• **Input for this task**

++++++++++

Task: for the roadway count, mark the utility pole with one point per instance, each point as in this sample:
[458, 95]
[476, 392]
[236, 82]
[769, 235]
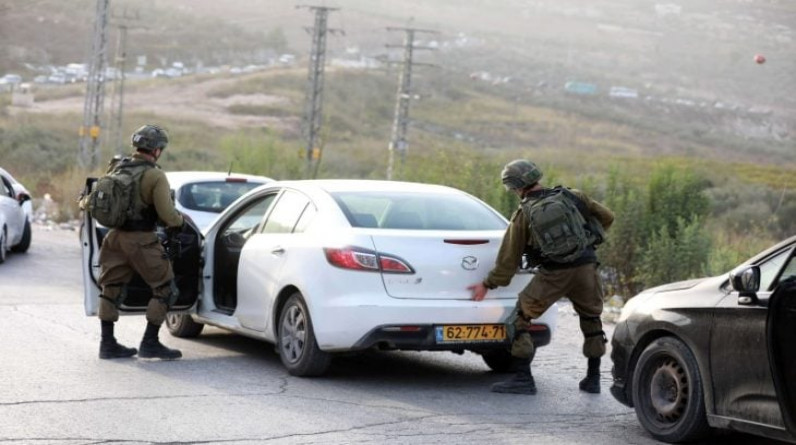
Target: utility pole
[314, 99]
[95, 90]
[117, 98]
[398, 141]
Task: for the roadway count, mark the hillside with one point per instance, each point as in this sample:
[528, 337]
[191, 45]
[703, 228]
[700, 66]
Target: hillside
[499, 81]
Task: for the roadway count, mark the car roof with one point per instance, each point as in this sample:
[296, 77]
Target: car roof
[179, 178]
[368, 185]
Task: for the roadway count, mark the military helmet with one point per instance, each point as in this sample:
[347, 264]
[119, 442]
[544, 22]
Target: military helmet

++++++++++

• **What is expected**
Go through the entries and return each line where the word "helmet" occurs.

• **Solution to this problem**
Task: for the roadway count, mark the military helmet with one point per instance, each point as in this sample:
Target: military helmet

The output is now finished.